(Required task) List each line in the records below that contains the string "blue".

★ ★ ★

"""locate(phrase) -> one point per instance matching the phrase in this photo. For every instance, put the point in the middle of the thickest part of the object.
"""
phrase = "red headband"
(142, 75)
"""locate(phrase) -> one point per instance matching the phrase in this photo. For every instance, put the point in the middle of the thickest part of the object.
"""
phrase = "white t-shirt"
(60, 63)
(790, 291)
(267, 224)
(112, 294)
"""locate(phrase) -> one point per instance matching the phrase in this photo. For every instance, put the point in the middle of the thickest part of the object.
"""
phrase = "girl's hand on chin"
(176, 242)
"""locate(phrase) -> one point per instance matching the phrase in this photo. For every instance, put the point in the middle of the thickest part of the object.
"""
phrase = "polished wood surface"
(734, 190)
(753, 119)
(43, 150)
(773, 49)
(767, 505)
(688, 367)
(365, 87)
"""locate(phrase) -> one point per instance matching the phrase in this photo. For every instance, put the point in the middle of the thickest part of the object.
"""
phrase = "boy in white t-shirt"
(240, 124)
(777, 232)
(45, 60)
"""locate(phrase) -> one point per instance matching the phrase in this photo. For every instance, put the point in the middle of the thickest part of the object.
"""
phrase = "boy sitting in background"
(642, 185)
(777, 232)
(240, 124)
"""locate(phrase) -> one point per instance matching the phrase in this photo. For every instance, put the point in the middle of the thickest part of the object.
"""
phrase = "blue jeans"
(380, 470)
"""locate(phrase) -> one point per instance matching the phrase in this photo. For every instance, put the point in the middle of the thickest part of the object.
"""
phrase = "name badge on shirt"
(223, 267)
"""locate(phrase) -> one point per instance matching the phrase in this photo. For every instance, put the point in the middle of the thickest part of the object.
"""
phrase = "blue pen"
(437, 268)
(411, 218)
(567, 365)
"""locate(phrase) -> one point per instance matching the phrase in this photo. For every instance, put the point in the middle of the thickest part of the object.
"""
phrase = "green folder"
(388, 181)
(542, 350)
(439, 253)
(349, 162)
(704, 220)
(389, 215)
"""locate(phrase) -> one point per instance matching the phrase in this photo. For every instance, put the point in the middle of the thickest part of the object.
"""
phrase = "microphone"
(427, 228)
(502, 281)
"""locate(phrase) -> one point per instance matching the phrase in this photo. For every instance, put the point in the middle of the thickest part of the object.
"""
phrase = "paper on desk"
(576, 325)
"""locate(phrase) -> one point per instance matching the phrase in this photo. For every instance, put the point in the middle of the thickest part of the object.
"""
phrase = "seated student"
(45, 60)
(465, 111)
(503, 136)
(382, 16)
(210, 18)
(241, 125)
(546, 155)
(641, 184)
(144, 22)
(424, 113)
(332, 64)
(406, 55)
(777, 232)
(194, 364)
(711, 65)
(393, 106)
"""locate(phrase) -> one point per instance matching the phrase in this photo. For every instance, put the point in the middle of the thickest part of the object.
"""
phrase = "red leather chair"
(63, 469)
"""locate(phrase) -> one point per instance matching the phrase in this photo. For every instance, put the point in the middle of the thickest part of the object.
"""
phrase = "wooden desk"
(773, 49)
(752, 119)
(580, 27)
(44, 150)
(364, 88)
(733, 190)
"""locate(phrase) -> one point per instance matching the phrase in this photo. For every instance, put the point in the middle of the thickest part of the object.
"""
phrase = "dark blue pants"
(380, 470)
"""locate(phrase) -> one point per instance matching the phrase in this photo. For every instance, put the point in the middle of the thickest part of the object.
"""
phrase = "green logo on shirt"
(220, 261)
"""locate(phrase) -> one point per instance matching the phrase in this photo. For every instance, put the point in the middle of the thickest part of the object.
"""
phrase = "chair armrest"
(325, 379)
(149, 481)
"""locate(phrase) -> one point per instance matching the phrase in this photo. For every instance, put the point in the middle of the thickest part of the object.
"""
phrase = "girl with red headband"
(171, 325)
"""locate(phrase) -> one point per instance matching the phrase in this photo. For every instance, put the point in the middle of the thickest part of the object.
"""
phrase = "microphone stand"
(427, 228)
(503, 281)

★ ★ ★

(Answer to this problem)
phrase = "blue jeans"
phrase = "blue pen"
phrase = "dark blue pants"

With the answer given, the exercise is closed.